## Task description:
Please pull out every line in the listing below that contains the string "logo". Case counts.

(Items stored from a collection)
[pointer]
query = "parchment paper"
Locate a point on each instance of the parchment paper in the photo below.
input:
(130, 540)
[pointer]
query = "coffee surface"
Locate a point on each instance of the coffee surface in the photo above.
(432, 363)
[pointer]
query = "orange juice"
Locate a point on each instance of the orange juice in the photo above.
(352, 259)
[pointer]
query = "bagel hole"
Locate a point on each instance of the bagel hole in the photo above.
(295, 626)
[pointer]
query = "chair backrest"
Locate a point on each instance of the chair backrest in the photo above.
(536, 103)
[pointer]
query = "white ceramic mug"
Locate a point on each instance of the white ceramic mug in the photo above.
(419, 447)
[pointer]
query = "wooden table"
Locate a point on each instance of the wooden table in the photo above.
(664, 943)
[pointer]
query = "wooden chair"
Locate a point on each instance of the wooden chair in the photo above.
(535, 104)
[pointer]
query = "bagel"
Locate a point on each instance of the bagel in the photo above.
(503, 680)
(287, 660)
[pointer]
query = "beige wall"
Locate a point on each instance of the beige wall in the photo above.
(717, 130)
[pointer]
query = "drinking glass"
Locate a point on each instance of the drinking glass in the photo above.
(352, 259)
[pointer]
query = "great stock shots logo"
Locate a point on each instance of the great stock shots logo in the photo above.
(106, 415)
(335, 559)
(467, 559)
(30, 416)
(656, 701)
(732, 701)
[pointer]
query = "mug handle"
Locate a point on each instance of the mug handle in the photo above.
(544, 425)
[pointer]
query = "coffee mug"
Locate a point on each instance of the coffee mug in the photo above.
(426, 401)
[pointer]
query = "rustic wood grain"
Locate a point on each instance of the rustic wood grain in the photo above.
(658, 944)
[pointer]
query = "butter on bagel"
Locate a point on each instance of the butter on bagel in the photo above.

## Problem solution:
query = "great stock shots logo"
Locate a point on each instance of the great stock shots logo in the photo above.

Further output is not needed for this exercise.